* _Data excerpts_
begin
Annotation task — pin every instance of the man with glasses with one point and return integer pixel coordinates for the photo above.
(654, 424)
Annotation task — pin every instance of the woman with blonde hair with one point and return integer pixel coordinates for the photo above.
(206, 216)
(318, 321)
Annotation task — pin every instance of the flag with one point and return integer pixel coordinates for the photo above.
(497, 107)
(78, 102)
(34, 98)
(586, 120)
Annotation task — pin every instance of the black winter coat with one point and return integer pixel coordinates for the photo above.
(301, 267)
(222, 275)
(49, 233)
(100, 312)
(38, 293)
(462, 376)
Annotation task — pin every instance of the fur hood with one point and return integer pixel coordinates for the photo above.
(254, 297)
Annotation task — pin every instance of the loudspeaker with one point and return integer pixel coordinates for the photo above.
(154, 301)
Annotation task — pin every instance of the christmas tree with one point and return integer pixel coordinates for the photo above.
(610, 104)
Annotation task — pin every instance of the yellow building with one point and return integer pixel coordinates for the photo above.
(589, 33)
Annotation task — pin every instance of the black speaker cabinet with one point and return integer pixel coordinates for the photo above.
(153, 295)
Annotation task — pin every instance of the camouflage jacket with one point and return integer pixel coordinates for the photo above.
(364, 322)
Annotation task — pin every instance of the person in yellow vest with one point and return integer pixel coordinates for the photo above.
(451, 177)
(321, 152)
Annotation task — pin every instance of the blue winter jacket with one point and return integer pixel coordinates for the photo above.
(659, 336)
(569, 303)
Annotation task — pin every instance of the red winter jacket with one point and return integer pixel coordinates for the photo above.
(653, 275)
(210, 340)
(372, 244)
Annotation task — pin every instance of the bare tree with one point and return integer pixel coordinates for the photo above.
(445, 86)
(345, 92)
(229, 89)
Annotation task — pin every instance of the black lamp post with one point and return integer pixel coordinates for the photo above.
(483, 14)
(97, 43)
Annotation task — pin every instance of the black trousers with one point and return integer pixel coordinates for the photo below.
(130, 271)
end
* _Aim_
Put the stretch of the listing above, from the line containing "Annotation task — pin every instance of the red" through the end of the listing, into a numbered list, leaving out blank lines.

* _Output of the task_
1. Annotation task — pin every instance of the red winter jacket with one point and return integer pixel coordinates for the photo above.
2. (653, 275)
3. (210, 340)
4. (372, 244)
5. Annotation task — pin every instance of the bare tree with one point and return integer pixel coordinates for the photo above.
6. (445, 86)
7. (345, 92)
8. (229, 89)
9. Annotation task — pin every instance of the black lamp post with one point and return integer pixel coordinates for the photo above.
10. (483, 14)
11. (97, 43)
12. Annotation task — pin every instance of the black trousers with one point and return integer pixel coordinates for the photo below.
13. (130, 271)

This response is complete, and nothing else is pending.